== Work required ==
Would you write out all of the entries below, exactly as they stand?

### Extracted records

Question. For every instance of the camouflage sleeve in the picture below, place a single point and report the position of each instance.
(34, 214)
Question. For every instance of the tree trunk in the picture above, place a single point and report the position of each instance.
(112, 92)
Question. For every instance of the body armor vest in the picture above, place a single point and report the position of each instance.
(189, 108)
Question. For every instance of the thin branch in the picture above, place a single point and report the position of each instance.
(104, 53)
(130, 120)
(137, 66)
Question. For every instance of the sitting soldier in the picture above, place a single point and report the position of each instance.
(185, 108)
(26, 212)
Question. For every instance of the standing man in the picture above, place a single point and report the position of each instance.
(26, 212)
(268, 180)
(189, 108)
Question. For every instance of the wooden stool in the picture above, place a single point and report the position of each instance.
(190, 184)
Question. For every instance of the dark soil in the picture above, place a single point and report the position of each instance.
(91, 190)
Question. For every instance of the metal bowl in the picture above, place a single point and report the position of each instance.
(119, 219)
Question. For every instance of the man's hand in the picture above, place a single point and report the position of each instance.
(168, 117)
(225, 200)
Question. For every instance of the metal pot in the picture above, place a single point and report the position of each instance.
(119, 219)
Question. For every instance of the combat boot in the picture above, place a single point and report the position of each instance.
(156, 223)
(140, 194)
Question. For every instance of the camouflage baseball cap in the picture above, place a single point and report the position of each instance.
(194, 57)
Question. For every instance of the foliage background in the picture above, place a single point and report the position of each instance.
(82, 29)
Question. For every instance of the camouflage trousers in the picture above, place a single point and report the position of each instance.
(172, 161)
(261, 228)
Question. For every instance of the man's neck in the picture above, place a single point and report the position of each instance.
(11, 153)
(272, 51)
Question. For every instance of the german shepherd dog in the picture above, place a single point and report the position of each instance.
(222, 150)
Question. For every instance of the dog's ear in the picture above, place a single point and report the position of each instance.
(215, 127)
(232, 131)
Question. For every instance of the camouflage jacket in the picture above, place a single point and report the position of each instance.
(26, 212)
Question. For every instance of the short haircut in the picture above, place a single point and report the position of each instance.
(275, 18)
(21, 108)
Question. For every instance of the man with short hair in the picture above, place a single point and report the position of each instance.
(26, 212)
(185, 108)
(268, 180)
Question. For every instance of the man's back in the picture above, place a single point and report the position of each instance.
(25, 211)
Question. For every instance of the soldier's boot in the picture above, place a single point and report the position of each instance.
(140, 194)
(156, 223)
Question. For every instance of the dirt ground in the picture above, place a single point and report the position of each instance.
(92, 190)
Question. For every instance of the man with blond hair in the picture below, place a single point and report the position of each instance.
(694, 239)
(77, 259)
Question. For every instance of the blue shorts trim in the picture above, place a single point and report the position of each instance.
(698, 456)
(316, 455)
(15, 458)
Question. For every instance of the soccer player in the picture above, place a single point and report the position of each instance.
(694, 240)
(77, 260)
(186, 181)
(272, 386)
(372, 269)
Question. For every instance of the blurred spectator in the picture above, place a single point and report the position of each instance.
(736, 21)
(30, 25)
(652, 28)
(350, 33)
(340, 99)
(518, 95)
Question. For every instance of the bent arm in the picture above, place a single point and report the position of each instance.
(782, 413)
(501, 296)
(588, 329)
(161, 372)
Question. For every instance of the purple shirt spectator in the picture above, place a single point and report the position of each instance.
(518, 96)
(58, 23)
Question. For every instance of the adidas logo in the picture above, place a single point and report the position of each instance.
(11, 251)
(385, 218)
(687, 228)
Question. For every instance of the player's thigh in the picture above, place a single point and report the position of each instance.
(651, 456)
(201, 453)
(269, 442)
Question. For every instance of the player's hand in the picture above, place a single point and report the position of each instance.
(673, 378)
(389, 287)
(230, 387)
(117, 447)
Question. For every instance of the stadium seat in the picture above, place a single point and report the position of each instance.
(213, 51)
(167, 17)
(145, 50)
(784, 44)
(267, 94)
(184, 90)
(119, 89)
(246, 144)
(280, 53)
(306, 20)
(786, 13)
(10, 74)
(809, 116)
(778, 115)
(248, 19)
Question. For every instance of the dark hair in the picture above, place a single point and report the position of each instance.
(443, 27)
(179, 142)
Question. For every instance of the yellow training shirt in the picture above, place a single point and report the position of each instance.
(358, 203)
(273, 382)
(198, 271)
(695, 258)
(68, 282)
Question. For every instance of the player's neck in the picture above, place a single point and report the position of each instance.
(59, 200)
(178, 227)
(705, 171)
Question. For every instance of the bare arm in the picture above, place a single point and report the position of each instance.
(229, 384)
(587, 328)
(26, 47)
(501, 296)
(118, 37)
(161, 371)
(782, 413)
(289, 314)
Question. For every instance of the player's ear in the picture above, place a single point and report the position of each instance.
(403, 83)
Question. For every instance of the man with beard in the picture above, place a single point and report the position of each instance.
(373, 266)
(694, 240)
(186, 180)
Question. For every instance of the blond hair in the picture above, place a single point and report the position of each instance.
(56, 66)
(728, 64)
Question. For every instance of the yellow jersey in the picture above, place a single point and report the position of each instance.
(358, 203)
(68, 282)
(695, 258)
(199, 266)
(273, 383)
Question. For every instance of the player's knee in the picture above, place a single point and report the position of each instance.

######

== Result of the task ==
Question. For every instance of the camouflage sleeve in the picture below, place a single point and report the position of each instance.
(34, 214)
Question. For every instance of the tree trunk in the picture above, place a single point and report the position of each instance.
(112, 92)
Question. For every instance of the body armor vest in the picture above, place a single point and report the position of each instance.
(189, 108)
Question. For every instance of the thin branch in the picture above, place a single point and report the position of each instance.
(104, 53)
(130, 120)
(137, 66)
Question. For every instance of the sitting soldier in the picture above, place a single point and report the position of each instance.
(185, 108)
(26, 212)
Question. For every instance of the standing man in the picture above, place a single point and report the position of each instance.
(26, 212)
(268, 180)
(189, 108)
Question. For every instance of the wooden stool in the picture above, place a single point and report the position of each instance.
(190, 184)
Question. For every instance of the dark soil in the picture above, place a single point and report the position of each instance.
(91, 190)
Question. For every instance of the metal bowl in the picture above, place a single point and report the position of each instance.
(119, 219)
Question. For every instance of the man's hand in the picture above, place a single point and report the position of each instance.
(168, 117)
(225, 200)
Question. For every instance of the metal pot in the picture above, place a single point and report the position of each instance.
(119, 219)
Question. For every instance of the combat boot in the picture above, place a single point and report the position of each instance.
(156, 223)
(140, 194)
Question. For every instance of the camouflage baseball cap in the picture above, place a single point and report the position of each instance.
(194, 57)
Question. For every instance of the foliage background in the picture above, place a single point and report the position of each instance.
(82, 29)
Question. For every instance of the camouflage trousers in the picture above, place a single point and report the position of each instance.
(172, 161)
(261, 228)
Question. For every instance of the man's neck in the picture above, place a single point and report the position of each instance.
(11, 153)
(272, 51)
Question. For every instance of the german shepherd dog in the picture above, place a single point and report the position of each instance.
(222, 150)
Question. For every instance of the dog's ear in the picture above, place a single point and report the position of each instance.
(215, 127)
(232, 131)
Question. For every instance of the camouflage jacket in the picture above, place a single point and report the position of each instance.
(26, 212)
Question. For every instance of the short haircut in the picture above, place a single point and report the position of each instance.
(275, 18)
(21, 108)
Question. For every instance of the man with short hair in the picture above, place a single point and report the position of each instance.
(26, 212)
(185, 108)
(268, 180)
Question. For every instance of the man's back in the picture above, place a single point and report the position of each instance.
(25, 211)
Question. For every instance of the soldier's boot in the picture above, place a single point and report the position of each instance.
(140, 194)
(156, 223)
Question. For every instance of the dirt ground in the picture above, place a single point and report the position of each instance.
(92, 190)
Question. For every instance of the man with blond hair in the picture below, place a single point and report the position of each instance.
(694, 239)
(77, 259)
Question. For every instance of the blue shorts trim in the picture above, place a single point and report the position of each instance.
(698, 456)
(316, 455)
(15, 458)
Question. For every instance of the soccer player in the picture above, place a single point and report the position of each instance.
(694, 240)
(77, 260)
(186, 181)
(272, 386)
(372, 269)
Question. For every instance of the blurred spectator in the picture above, place a single point and report the position of each instance.
(736, 21)
(30, 25)
(652, 28)
(350, 33)
(340, 99)
(518, 95)
Question. For every instance of the bent arm in the picture above, place a single point and report the position of each instance.
(782, 413)
(501, 296)
(588, 329)
(161, 372)
Question. For every instance of the purple shirt spectator in the picture above, place a single point and report the position of each instance.
(518, 96)
(58, 23)
Question. For every instance of the adidas logo in the picture above, place a single point and report the position of each instance.
(11, 251)
(385, 218)
(687, 228)
Question. For every instance of the player's thigh in the picture above, place a single point and report the position of each instance.
(651, 456)
(201, 453)
(269, 442)
Question. For every instance of the player's hand in the picture above, place a single point and report the position of each instance.
(673, 378)
(389, 287)
(230, 387)
(117, 447)
Question. For every instance of the stadium seat in the picture above, place a single point and report the position of each instance.
(213, 51)
(167, 17)
(145, 50)
(784, 44)
(267, 94)
(184, 90)
(119, 89)
(246, 144)
(280, 53)
(306, 20)
(786, 13)
(10, 74)
(809, 116)
(778, 115)
(248, 19)
Question. For every instance of the dark hair in the picture above, place a single point and report the position of each instance.
(443, 27)
(179, 142)
Question. For every instance of the yellow training shirt in the picture above, place a single point and report the position of each instance.
(358, 203)
(273, 382)
(198, 271)
(695, 258)
(68, 282)
Question. For every instance of the player's neck in the picture above, place a single point and report the position of each instance.
(59, 200)
(178, 227)
(705, 171)
Question. For every instance of the bare arm in the picture above, place a single point and report the position of each instance.
(229, 384)
(587, 328)
(26, 47)
(501, 296)
(118, 37)
(161, 371)
(782, 413)
(289, 314)
Question. For every instance of the player's ear in the picture above, place a single point and report the position of each instance.
(403, 83)
Question. For every instance of the man with beard in the picture above, place a single point and report the position of each instance.
(373, 266)
(694, 240)
(186, 180)
Question. For every instance of the blond hair in the picture above, place a single point and report the position of each instance.
(56, 66)
(728, 64)
Question. For every instance of the yellow jersey in the picture above, place a single point and report the position of each instance.
(358, 203)
(68, 282)
(695, 258)
(199, 266)
(273, 383)
Question. For every instance of the player's knee in the picture above, place a single point and report the position of each instance.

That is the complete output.